** SUPPLIED INFORMATION follows **

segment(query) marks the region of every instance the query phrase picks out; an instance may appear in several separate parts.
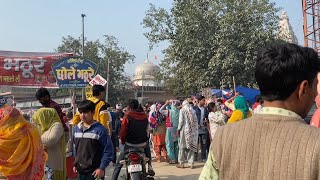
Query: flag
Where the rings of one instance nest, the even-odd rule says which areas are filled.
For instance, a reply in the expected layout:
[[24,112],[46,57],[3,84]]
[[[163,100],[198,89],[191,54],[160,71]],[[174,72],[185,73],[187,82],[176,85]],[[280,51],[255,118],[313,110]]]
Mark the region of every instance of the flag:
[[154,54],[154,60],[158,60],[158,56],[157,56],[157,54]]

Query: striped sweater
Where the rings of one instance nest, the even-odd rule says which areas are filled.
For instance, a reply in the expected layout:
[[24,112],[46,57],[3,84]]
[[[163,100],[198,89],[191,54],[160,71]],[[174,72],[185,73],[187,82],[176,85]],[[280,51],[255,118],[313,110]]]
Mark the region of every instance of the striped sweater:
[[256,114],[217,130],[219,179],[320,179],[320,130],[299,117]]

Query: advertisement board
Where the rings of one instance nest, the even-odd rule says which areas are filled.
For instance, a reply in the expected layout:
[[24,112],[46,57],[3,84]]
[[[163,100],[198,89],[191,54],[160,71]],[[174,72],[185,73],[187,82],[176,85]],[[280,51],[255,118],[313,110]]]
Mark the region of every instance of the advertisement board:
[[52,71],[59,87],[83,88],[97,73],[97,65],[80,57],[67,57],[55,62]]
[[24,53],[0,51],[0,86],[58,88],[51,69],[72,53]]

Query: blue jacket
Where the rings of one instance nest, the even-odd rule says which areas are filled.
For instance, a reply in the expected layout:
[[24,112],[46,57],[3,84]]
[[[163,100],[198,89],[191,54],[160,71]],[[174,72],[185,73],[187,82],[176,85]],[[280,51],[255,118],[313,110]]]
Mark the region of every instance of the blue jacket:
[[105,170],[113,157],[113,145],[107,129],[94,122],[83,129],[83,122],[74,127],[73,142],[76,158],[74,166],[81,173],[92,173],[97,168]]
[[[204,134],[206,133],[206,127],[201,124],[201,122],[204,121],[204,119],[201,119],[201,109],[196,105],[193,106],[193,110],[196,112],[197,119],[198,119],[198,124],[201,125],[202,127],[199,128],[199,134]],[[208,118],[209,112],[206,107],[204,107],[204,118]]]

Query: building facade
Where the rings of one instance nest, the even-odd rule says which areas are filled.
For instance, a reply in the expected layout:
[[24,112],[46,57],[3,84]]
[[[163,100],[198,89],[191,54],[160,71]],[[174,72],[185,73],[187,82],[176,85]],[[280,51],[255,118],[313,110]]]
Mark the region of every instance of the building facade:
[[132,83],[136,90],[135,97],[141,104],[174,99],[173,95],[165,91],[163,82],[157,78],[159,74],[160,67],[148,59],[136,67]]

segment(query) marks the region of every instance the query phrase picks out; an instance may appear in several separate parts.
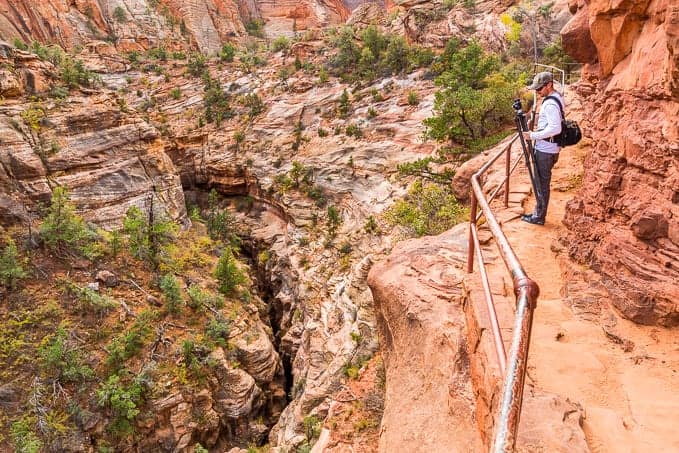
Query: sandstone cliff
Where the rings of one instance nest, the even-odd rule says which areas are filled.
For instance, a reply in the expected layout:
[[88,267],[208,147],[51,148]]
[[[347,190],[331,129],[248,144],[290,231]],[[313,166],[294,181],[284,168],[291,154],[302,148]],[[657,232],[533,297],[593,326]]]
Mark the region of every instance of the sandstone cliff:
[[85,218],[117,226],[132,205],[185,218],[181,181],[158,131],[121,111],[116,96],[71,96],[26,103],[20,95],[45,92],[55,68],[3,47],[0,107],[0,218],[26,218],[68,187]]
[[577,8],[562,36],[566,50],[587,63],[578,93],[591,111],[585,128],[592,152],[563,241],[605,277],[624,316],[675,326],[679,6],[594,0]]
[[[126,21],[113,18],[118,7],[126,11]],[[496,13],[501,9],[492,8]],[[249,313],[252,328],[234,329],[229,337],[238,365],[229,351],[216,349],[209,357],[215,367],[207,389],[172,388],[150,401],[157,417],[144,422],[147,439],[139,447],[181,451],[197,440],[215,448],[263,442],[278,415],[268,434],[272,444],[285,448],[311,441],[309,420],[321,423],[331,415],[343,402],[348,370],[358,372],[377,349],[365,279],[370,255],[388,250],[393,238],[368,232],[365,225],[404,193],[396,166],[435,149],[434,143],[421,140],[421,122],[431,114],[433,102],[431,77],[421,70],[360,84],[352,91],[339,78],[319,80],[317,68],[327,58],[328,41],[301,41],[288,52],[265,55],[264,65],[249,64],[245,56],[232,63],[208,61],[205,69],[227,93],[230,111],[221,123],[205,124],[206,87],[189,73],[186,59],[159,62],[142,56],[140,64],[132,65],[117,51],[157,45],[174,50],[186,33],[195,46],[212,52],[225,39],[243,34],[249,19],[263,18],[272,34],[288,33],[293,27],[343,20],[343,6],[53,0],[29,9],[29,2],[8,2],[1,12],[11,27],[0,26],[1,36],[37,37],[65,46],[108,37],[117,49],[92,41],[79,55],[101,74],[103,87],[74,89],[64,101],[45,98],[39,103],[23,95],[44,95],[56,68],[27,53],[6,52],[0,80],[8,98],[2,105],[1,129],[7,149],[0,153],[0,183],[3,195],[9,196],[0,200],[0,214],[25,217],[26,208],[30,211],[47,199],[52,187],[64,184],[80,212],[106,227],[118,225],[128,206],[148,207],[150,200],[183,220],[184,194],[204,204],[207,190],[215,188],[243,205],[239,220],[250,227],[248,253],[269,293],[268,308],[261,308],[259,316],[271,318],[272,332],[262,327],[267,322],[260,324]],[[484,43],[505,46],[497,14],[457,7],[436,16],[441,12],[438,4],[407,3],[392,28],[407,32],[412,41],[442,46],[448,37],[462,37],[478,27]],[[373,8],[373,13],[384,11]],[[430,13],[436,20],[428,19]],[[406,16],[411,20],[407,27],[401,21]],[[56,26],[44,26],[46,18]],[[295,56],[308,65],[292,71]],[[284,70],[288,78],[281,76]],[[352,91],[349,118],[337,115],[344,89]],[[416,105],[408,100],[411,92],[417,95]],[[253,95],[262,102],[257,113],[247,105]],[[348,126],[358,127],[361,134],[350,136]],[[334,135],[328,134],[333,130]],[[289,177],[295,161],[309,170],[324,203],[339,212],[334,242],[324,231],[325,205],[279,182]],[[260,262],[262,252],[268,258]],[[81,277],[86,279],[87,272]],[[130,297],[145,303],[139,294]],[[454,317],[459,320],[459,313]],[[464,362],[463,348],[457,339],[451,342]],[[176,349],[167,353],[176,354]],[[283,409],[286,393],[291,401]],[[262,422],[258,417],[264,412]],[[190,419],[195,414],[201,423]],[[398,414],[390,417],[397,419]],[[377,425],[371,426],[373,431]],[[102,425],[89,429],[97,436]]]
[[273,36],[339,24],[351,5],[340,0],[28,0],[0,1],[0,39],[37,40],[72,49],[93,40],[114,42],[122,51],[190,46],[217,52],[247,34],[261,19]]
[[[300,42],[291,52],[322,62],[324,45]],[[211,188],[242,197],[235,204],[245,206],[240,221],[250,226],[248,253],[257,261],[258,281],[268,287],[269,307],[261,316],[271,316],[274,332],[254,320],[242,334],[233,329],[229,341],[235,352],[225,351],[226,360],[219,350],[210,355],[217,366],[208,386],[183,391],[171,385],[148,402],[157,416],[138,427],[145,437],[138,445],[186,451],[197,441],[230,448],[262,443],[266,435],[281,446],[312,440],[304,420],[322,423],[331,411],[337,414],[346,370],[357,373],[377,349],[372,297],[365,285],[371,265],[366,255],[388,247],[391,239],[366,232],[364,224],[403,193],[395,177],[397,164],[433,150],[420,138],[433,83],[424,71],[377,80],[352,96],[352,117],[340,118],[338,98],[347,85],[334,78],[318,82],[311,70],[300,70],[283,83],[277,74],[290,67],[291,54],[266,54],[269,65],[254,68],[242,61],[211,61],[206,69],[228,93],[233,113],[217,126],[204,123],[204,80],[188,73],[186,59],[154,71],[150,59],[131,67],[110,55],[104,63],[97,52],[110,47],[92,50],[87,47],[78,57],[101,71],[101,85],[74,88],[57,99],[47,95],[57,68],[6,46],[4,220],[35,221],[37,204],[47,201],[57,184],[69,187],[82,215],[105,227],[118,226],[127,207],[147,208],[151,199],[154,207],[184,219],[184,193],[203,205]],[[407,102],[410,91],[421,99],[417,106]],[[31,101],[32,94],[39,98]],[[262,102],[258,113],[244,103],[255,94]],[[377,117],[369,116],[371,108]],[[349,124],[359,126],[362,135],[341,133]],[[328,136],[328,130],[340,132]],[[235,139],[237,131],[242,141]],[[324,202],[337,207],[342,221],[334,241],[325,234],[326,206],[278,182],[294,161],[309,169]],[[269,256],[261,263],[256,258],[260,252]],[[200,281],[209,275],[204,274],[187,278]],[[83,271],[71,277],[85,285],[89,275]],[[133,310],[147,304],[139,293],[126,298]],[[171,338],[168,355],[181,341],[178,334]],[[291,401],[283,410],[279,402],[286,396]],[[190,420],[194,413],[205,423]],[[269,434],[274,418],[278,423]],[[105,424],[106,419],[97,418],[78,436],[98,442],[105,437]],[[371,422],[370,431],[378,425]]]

** End of SUPPLIED INFORMATION **

No pictures belong in the answer, only the lines from the top of the listing through the line containing "Query: advertisement board", repeated word for word.

* _OUTPUT FOR THIS EXERCISE_
segment(query) marks the region of every instance the query phrase picks out; an instance may appear in several separate parts.
Query: flag
Where the rings of one instance nest, the even-odd rule says which areas are filled.
For instance, a reply in the expected layout:
[[24,112],[46,57],[3,84]]
[[[163,100],[198,89],[191,54],[160,71]],[[174,72],[185,73],[187,82],[176,85]],[[280,51],[255,118],[313,110]]]
Mark the region of every instance of the flag:
[[154,54],[154,60],[158,60],[158,56],[157,56],[157,54]]

Query: striped sweater
Where the rings of one instance nest, the even-odd rule says which areas are filled.
For instance, a reply in the expected layout:
[[24,112],[46,57],[3,84]]
[[[163,100],[198,89],[191,54],[160,71]],[[174,72],[185,73],[187,82],[176,85]],[[280,51],[255,118],[313,110]]]
Mark the region of every instance of the striped sweater:
[[256,114],[217,130],[219,179],[320,179],[320,130],[299,117]]

Query: advertisement board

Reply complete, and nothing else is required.